**DIRECTIONS FOR THIS TASK:** Beginning at the line that contains "Each instance of the dirt", transcribe the remaining lines of the listing exactly; include the final line and omit everything before.
---- INFORMATION SUPPLIED
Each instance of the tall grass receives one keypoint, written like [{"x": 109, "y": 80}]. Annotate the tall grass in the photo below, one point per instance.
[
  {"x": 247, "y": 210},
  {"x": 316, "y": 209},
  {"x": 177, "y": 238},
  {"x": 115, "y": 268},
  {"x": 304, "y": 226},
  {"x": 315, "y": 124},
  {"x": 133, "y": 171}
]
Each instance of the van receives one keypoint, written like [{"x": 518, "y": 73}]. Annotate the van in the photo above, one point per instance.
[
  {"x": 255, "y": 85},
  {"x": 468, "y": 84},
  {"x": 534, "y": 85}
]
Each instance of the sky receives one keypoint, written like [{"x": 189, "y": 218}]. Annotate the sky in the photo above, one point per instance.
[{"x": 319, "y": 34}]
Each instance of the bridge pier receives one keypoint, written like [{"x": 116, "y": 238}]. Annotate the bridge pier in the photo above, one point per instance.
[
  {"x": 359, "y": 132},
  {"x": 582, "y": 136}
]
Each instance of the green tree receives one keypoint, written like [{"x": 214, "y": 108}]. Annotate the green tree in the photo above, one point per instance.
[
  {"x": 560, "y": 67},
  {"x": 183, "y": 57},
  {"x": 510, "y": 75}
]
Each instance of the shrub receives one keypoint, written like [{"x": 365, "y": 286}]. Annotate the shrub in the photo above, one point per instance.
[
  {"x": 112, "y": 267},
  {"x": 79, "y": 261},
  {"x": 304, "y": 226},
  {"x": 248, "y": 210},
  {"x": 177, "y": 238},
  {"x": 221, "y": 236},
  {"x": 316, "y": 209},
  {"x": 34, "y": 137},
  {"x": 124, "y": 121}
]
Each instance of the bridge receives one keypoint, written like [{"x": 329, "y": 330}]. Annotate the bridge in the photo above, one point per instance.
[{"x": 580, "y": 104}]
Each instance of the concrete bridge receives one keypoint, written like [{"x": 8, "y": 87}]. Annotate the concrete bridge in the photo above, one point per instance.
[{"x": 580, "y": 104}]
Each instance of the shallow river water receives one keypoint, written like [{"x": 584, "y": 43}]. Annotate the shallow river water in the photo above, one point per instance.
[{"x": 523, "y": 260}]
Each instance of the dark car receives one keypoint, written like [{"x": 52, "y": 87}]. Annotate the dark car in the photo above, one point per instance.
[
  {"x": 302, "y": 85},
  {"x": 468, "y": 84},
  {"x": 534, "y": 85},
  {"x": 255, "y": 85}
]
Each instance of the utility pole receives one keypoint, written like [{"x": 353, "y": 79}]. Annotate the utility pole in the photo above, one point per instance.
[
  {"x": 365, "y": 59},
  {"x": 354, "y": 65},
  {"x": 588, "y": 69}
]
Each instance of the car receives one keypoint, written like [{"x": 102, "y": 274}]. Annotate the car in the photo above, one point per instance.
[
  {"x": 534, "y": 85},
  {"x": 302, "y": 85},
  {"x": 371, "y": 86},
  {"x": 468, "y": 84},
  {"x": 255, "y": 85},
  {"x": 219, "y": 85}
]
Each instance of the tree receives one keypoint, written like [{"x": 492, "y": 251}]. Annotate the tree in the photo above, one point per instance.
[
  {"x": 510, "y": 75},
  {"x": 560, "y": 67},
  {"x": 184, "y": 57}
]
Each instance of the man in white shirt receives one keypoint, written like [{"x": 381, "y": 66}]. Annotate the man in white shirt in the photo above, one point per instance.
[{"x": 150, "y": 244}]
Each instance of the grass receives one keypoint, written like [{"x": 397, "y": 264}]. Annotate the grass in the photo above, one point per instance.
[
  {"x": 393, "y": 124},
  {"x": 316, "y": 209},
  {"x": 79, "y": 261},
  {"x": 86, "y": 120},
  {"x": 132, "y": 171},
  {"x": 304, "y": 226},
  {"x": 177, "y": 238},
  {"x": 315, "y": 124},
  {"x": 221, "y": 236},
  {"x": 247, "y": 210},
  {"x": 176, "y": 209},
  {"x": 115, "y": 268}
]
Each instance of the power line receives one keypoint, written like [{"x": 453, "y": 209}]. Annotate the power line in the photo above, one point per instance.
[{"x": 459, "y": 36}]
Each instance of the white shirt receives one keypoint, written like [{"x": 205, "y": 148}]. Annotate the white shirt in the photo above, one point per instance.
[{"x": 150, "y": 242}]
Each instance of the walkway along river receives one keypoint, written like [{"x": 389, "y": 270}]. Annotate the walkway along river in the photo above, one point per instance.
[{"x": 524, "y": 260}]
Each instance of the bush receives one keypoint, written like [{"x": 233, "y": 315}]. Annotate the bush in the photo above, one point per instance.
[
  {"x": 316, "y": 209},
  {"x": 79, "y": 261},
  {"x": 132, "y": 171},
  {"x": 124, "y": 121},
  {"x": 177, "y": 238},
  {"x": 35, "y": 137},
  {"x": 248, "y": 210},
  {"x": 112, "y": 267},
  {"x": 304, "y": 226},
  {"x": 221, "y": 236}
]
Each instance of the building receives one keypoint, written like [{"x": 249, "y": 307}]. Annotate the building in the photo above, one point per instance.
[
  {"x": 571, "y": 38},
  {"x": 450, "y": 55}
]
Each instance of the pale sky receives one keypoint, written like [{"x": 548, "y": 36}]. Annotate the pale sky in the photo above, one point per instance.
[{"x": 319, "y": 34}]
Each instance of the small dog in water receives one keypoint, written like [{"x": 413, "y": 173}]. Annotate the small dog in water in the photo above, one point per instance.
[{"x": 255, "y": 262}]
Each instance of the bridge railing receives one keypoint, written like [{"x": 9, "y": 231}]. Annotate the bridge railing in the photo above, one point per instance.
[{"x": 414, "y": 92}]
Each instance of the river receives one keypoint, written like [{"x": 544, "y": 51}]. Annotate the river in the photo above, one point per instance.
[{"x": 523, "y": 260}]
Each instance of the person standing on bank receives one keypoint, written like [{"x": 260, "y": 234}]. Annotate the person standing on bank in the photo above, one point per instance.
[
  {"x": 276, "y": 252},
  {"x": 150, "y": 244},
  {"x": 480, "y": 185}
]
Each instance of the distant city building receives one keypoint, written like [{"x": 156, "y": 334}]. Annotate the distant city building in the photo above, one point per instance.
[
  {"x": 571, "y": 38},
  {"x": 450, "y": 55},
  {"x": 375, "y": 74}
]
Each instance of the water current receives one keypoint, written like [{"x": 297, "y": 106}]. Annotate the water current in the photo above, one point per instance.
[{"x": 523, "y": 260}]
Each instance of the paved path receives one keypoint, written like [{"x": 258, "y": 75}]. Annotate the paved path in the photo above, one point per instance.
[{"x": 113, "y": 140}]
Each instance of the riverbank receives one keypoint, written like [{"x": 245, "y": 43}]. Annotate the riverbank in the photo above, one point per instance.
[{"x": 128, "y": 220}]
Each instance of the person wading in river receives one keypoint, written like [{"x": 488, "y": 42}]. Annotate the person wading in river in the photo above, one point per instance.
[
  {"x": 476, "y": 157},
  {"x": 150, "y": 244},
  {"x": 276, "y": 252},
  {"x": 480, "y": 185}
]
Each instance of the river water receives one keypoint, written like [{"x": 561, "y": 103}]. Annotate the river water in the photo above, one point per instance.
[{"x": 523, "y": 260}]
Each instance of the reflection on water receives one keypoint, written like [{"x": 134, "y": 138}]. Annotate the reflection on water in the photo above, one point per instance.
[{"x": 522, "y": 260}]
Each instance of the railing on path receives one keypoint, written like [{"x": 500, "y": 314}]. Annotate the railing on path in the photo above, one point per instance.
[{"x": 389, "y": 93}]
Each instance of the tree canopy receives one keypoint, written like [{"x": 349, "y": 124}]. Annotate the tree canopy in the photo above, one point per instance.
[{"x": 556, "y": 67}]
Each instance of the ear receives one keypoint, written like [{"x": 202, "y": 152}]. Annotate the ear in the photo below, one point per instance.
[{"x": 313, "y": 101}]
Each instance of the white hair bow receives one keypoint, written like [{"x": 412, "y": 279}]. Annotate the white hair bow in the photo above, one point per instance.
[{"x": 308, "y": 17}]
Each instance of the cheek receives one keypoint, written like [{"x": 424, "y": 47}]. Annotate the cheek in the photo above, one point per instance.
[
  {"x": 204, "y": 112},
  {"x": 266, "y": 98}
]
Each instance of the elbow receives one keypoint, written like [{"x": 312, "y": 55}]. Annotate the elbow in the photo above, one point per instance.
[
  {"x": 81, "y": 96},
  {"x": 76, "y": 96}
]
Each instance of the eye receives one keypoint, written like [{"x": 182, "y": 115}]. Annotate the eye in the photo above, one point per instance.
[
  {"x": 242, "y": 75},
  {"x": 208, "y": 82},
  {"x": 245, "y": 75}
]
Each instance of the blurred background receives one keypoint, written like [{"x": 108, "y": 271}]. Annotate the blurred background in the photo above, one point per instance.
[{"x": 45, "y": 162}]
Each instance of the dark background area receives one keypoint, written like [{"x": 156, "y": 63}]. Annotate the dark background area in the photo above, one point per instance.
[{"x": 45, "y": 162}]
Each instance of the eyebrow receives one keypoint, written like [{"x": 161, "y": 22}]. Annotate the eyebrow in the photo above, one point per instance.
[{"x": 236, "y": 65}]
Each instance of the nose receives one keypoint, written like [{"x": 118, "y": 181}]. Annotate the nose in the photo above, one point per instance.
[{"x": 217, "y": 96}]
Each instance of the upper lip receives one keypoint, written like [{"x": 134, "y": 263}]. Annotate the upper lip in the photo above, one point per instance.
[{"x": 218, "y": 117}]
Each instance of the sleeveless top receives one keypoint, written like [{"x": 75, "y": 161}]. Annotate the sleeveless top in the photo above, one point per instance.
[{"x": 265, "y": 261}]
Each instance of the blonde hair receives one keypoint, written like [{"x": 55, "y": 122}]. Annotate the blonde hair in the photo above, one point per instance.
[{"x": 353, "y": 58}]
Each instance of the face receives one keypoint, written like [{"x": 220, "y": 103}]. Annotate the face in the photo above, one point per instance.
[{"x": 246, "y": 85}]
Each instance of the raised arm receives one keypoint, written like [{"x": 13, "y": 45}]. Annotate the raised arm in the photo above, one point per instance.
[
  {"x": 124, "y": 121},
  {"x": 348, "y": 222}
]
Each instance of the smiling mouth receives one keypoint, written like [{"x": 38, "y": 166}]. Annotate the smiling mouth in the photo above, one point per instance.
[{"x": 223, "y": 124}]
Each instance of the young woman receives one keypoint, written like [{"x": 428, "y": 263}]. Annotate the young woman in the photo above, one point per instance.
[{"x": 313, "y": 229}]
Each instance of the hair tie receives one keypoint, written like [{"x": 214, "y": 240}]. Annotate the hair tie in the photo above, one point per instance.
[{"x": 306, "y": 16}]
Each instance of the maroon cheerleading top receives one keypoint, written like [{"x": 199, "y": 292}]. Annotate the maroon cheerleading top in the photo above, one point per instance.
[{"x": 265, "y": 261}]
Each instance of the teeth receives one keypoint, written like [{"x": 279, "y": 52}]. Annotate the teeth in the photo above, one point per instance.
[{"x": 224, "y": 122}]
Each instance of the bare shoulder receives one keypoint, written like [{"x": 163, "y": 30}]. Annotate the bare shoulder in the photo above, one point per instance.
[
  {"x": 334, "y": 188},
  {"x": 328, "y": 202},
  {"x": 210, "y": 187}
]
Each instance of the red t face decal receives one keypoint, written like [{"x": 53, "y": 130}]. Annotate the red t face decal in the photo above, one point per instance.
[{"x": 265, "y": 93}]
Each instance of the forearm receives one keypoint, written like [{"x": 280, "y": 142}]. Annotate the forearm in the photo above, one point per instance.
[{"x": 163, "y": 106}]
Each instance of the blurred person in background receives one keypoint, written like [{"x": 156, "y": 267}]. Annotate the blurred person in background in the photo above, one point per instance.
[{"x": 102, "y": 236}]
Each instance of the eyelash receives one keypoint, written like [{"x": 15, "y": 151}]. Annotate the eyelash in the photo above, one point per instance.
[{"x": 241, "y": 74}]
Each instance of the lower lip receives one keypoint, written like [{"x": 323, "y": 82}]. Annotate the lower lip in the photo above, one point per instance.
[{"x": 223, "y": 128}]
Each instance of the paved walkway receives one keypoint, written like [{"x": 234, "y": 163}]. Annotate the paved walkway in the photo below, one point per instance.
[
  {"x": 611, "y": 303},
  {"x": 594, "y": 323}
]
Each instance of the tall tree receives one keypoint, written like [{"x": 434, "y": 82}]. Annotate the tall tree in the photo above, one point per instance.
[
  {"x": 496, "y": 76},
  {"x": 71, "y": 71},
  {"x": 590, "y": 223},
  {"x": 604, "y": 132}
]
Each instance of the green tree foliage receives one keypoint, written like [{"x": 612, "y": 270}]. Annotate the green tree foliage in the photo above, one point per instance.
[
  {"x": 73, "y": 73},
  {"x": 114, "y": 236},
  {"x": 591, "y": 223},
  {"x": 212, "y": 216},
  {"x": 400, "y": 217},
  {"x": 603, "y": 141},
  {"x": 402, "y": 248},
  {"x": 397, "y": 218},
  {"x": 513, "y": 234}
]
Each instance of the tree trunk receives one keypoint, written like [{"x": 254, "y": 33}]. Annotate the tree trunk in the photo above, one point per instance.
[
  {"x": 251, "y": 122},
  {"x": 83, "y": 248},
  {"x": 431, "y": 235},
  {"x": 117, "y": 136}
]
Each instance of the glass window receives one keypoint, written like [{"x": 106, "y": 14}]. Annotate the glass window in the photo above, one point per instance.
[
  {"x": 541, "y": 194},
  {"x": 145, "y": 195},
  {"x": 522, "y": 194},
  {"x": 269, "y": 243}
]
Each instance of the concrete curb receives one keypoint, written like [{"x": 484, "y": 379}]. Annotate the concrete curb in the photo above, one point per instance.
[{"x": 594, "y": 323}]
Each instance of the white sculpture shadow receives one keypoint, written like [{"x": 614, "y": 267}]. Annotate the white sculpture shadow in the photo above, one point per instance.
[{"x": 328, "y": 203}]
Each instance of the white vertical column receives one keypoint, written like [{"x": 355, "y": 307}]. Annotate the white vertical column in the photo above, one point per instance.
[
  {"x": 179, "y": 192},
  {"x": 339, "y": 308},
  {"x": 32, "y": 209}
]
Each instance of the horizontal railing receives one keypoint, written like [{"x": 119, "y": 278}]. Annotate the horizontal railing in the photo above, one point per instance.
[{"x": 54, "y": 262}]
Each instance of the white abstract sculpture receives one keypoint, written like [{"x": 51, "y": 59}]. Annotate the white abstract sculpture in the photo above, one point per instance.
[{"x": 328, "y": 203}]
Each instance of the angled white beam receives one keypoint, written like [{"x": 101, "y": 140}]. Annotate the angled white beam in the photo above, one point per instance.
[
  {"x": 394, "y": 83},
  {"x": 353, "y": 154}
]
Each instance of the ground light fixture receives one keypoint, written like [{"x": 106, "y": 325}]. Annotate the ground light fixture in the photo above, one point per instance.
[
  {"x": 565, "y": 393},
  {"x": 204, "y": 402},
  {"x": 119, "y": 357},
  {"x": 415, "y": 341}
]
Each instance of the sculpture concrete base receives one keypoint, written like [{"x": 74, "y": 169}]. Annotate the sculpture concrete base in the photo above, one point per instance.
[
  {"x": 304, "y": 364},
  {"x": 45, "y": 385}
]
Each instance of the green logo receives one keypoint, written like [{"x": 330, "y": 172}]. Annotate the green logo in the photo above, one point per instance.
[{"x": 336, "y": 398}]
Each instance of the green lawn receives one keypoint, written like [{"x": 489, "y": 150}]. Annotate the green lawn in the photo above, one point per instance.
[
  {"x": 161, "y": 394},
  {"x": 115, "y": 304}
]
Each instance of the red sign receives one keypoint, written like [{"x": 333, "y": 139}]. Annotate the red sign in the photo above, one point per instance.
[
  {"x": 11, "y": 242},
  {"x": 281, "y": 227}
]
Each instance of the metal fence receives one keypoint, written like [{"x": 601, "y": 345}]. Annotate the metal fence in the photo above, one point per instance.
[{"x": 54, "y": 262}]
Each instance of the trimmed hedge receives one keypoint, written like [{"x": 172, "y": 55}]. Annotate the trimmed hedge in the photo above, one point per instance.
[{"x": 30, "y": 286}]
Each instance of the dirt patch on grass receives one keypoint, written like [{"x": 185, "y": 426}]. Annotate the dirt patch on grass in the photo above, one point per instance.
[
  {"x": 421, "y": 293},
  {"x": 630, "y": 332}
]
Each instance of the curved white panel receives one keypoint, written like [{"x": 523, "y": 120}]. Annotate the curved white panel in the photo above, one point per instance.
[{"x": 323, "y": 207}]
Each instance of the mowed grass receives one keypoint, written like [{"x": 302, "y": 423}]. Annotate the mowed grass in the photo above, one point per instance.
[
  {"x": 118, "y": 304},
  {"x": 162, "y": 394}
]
--------
**SOLUTION BELOW:**
Each instance of the dirt patch on grass receives one keypoint, written like [{"x": 185, "y": 426}]. Annotate the dirt patch on grass in the photo above, one point per instance.
[
  {"x": 421, "y": 293},
  {"x": 630, "y": 332}
]
Each instance of the curved white panel receives one keypoint, written like [{"x": 523, "y": 120}]. Annotate the curved white panel in the photo above, one point per instance.
[{"x": 323, "y": 207}]
Each instance of the mowed grass receives one keypoint, written like [{"x": 302, "y": 423}]. Annotate the mowed grass in the photo above, one point per instance.
[
  {"x": 118, "y": 304},
  {"x": 162, "y": 394}
]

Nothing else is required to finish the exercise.